__Given instruction__: Carry on the passage about cover versions of "Walk On By" and the Rewind! series, starting right after its last sentence.

__Extract provided__:
╭──

The cover of Rewind! 5, the latest in a series showcasing inventive remixes and covers.

It's telling that later groups covering "Walk On By" often referenced Hayes's version instead of Warwick's. Chicago singer Jo Ann Garrett did it on her Just a Taste album, and more recently, Brooklyn's El Michels Affair recorded an instrumental version for the compilation Rewind! 5. The Rewind! series is stocked with contemporary remixes and cover songs; this same volume, for example, also includes Owusu and Hannibal remaking The Beach Boys' melancholy ballad "Caroline, No," while J*Davey puts a new spin on Frank Zappa's "Dirty Love."

╰──

__Saved entries__:
╭──

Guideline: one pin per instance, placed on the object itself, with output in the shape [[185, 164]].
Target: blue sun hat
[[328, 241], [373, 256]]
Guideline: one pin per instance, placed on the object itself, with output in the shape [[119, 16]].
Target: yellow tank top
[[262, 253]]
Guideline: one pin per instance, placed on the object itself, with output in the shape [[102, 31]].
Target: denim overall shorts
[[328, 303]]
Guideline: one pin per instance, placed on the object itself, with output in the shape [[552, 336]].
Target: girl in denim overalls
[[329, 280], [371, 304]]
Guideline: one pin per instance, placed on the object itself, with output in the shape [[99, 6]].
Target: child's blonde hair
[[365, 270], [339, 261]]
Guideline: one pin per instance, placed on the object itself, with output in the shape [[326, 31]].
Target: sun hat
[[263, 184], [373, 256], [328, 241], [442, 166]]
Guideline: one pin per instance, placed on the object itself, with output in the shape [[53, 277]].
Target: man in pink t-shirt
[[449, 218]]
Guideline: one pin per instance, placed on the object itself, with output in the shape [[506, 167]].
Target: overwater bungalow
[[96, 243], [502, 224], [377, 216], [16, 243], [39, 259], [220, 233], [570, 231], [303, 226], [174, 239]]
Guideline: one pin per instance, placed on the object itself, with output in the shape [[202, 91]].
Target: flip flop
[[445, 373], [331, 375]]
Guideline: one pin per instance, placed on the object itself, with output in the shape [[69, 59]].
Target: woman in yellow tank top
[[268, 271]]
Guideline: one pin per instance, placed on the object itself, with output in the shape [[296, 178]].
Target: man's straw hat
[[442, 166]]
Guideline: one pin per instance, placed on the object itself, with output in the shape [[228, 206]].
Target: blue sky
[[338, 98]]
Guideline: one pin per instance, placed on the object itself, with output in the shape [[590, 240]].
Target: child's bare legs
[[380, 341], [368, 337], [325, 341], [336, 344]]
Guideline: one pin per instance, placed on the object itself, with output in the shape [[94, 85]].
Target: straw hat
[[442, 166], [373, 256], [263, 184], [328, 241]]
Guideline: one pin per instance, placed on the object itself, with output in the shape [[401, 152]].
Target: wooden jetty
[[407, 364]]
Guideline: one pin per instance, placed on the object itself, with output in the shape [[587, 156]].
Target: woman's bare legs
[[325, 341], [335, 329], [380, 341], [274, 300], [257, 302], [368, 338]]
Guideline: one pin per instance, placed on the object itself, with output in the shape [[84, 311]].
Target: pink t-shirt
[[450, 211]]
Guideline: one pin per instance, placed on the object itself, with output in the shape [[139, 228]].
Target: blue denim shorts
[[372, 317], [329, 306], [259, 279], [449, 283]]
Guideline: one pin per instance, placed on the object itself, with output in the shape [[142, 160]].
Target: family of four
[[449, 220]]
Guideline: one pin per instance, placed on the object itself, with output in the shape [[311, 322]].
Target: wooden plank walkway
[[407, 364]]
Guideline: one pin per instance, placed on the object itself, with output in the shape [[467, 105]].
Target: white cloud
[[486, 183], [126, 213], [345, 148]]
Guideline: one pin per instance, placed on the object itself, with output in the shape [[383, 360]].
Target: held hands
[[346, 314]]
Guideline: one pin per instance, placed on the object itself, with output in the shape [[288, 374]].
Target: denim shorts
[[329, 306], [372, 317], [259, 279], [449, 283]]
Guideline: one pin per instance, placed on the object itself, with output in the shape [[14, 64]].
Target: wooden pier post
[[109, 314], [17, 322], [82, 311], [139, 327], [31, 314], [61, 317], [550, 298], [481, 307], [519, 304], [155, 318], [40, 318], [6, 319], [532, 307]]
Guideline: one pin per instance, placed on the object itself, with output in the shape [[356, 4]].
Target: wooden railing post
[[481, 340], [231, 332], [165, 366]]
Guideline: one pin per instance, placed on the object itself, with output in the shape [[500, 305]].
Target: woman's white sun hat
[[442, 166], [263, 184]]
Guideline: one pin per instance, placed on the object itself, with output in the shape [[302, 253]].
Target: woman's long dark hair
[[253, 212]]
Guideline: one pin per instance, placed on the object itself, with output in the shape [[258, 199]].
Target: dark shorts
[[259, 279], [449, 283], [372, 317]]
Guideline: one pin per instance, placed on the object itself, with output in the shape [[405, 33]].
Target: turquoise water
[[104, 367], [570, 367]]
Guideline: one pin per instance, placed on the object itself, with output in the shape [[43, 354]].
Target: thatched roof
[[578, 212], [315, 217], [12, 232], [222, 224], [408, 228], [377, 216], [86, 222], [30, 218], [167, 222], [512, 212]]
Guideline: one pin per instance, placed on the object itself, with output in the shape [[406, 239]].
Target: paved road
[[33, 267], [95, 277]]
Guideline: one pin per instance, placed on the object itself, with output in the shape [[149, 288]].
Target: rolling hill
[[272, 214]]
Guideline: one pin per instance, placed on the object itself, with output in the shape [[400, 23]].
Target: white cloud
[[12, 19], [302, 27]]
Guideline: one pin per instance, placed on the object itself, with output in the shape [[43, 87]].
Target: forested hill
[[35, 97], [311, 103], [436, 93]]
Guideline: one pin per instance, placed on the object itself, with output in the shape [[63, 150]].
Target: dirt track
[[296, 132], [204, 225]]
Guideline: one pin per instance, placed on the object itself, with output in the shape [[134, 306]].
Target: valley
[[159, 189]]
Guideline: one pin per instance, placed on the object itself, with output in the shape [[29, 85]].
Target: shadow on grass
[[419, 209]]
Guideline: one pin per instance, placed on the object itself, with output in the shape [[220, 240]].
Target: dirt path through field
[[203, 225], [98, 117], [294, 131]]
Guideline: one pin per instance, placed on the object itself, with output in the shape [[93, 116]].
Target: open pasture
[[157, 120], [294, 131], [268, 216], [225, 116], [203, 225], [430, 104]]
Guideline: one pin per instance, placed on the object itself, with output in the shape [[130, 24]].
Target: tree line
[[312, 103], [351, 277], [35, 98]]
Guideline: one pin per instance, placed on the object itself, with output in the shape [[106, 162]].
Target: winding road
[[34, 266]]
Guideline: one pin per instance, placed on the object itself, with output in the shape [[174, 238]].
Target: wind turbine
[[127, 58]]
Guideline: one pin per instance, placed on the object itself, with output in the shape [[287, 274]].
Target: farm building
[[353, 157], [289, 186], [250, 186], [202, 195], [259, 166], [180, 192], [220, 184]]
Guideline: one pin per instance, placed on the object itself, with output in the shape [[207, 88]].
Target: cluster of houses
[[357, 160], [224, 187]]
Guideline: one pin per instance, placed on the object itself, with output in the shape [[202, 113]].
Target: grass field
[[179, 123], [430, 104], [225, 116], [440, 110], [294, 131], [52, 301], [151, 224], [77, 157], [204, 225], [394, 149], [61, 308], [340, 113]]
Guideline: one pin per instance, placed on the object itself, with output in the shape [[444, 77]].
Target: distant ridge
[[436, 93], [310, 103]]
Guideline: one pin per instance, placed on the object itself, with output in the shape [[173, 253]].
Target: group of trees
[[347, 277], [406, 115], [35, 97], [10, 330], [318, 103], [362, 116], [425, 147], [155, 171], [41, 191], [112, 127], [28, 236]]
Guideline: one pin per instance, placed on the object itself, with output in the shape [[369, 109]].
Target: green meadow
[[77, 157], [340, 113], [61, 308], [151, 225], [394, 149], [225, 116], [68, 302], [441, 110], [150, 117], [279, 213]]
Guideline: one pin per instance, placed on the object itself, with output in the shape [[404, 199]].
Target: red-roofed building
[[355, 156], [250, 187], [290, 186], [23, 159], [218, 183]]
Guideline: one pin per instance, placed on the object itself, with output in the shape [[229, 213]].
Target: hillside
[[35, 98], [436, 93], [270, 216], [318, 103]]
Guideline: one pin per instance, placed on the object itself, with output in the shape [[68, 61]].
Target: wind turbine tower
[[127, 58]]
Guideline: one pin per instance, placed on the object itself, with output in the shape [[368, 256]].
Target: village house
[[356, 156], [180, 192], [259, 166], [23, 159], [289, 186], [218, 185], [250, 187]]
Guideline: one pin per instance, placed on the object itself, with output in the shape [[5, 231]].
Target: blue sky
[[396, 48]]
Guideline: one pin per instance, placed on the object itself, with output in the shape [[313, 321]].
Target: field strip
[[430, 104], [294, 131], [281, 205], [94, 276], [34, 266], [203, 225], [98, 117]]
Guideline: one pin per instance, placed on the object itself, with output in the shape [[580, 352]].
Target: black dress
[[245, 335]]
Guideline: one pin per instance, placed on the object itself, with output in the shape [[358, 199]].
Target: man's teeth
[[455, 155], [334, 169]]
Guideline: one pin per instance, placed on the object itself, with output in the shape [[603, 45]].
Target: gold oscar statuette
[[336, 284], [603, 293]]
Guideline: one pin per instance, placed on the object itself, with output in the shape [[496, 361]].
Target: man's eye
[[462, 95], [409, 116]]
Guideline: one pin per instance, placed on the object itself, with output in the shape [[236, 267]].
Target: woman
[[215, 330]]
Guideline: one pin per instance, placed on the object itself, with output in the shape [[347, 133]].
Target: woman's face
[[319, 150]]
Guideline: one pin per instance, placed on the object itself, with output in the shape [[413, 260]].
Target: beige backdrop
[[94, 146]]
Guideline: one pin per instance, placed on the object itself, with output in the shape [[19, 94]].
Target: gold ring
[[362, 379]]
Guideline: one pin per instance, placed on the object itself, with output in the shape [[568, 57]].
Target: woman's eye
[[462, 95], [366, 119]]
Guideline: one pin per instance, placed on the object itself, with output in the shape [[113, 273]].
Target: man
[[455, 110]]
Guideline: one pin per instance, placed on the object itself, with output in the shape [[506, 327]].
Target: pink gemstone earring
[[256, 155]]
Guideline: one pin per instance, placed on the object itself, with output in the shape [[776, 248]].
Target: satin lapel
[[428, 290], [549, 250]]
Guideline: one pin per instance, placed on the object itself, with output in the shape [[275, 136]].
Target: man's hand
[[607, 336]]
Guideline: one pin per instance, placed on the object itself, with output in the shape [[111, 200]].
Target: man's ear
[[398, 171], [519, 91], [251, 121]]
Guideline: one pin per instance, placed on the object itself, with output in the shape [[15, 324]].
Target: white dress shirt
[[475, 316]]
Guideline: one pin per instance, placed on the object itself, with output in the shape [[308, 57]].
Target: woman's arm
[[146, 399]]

╰──

__Response__:
"Walk On By" stands as one of the compilation's most memorable songs — not just because it's one of the more familiar selections, but also because it retains elements of the Hayes "original" while applying its own signature. Considering how dense and symphonic Hayes's version is, the El Michels Affair goes with a sparser approach, stripping the song down to the essence of its rhythmic thump and melodic sizzle. Still, it feels vibrant and vigorous even without the string accompaniment that helped define Hayes's take. Instead of gritty electric guitars, it slips in a grooving organ; out go Hayes's vocals, in comes the raspy voice of the horn section. This is a cover that clearly acknowledges the importance of its progenitor, but it still operates with its own sense of direction and style.